* What you have to do *
Lay out the stretch of the listing below that opens with the line containing "trace horizon line" and closes with the line containing "11], [167, 11]]]" as a numbered list, with both end lines included and any blank lines omitted. Include only those lines.

* Task data *

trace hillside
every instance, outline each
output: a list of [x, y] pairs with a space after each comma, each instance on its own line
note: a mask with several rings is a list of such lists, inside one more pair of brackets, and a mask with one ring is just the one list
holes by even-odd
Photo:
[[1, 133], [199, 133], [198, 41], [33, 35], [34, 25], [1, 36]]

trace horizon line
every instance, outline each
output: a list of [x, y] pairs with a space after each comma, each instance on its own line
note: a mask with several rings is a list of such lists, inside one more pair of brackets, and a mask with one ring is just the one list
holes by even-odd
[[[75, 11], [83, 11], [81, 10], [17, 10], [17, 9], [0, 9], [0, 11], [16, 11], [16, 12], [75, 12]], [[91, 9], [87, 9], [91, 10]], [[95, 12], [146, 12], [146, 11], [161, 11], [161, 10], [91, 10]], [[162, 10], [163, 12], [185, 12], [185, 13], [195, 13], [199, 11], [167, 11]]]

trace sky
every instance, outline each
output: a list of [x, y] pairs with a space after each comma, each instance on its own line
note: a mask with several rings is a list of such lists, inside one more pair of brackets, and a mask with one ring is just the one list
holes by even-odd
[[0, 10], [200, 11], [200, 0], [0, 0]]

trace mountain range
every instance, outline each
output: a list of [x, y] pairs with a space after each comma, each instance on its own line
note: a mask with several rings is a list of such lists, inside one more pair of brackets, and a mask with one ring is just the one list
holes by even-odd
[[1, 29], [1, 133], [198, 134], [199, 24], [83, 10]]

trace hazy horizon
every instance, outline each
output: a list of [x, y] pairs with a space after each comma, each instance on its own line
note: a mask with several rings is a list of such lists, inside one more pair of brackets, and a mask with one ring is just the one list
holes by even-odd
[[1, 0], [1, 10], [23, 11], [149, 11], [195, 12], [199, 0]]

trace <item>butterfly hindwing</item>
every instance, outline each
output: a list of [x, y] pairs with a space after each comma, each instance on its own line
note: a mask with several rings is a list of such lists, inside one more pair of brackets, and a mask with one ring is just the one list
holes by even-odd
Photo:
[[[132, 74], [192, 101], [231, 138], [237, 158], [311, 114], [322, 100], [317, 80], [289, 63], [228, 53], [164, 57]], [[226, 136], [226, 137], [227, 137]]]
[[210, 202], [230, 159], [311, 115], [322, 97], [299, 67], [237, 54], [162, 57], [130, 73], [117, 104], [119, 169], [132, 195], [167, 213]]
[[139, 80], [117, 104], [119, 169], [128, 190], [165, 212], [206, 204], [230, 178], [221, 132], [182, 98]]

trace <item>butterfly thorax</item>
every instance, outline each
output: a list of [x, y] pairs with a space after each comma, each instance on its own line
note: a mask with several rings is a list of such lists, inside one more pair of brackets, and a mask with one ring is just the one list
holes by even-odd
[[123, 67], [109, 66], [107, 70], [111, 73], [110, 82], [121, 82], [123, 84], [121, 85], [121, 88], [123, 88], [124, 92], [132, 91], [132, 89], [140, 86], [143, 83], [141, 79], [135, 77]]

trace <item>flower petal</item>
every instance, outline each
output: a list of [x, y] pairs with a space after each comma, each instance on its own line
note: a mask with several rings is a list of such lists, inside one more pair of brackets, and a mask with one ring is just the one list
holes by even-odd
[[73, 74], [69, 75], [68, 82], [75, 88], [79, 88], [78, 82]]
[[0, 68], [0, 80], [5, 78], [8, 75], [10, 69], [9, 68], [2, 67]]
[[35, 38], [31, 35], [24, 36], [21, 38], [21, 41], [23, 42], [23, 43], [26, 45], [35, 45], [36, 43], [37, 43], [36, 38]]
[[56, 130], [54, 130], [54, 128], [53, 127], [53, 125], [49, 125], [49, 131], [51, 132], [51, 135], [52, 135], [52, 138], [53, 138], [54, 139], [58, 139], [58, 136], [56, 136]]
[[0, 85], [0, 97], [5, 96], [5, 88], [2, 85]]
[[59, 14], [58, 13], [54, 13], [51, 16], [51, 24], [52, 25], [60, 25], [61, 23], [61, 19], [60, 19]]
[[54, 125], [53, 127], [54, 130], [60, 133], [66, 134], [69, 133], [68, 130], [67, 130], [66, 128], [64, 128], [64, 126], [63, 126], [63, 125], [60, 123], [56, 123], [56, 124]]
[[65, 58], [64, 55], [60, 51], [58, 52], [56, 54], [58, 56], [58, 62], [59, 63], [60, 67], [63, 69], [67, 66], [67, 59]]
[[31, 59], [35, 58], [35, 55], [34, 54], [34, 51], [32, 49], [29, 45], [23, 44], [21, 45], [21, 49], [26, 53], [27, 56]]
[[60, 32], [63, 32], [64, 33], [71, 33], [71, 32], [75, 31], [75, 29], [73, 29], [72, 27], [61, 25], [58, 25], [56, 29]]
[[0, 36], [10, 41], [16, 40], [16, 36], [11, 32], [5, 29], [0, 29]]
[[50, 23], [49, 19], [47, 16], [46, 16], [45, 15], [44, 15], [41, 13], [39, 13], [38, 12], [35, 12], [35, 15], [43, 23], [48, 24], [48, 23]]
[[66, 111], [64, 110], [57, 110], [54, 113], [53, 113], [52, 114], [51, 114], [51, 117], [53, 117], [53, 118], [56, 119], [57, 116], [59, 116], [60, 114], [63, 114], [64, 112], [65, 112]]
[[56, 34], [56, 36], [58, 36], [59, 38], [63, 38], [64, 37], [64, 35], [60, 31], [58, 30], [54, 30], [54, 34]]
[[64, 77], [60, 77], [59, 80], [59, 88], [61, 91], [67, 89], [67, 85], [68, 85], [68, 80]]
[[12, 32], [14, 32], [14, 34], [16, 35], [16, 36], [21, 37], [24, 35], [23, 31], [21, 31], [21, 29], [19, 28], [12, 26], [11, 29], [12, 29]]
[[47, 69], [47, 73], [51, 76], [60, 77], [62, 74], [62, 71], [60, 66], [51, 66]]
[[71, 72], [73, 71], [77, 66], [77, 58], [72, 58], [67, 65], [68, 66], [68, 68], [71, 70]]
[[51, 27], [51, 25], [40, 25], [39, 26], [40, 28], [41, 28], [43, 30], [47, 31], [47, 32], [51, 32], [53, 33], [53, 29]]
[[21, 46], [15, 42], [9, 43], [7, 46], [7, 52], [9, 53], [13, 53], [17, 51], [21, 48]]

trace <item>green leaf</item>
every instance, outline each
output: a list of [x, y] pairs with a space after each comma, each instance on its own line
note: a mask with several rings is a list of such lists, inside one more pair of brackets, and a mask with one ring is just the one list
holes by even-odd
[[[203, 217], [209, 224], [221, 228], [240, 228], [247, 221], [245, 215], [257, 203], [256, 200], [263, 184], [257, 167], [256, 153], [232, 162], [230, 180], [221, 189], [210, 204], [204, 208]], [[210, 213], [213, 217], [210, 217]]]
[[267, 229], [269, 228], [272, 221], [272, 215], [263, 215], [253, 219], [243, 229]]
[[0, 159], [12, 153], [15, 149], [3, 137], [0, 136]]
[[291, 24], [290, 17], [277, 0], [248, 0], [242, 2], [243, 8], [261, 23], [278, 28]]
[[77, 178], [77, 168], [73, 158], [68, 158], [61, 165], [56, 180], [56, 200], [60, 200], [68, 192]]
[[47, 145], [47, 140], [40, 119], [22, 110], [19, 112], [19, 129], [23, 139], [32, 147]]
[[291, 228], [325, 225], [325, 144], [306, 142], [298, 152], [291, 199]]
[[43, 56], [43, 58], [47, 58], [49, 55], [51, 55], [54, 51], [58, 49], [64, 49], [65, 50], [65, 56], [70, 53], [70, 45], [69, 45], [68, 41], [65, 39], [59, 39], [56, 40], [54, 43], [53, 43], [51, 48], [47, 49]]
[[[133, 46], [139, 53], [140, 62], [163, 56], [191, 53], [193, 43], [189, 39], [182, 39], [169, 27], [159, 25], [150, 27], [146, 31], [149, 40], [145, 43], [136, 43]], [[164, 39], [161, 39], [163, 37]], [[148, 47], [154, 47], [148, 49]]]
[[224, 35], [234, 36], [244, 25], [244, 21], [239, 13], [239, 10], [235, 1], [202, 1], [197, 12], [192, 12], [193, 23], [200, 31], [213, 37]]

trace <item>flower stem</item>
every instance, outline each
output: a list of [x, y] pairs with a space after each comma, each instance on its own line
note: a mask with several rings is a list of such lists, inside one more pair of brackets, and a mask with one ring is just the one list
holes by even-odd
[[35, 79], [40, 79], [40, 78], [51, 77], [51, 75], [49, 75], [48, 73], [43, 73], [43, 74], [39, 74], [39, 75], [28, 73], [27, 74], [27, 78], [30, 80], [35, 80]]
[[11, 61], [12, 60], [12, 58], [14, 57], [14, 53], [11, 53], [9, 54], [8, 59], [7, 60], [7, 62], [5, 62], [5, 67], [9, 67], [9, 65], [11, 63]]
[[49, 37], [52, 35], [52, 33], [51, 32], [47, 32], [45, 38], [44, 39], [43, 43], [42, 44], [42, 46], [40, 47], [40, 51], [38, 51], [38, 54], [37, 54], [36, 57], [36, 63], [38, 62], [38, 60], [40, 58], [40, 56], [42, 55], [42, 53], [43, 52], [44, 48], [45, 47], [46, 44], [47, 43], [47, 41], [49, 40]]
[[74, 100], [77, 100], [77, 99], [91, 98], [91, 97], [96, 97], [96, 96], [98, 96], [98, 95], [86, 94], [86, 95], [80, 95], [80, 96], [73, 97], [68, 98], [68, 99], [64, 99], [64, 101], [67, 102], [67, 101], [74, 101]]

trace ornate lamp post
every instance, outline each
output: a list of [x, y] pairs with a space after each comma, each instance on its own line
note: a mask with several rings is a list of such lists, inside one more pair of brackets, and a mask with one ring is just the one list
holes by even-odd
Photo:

* Complete output *
1. trace horizon line
2. every instance, outline each
3. output: a list of [x, y] pairs with a space after each comma, each instance on its own line
4. note: a mask with several rings is a list of such lists, inside one more pair of brackets, and a mask with one ring is just the one list
5. holes by even-odd
6. [[[75, 11], [83, 11], [81, 10], [17, 10], [17, 9], [0, 9], [0, 11], [16, 11], [16, 12], [75, 12]], [[91, 9], [87, 9], [91, 10]], [[95, 12], [146, 12], [146, 11], [161, 11], [161, 10], [91, 10]], [[162, 10], [163, 12], [185, 12], [185, 13], [195, 13], [199, 11], [167, 11]]]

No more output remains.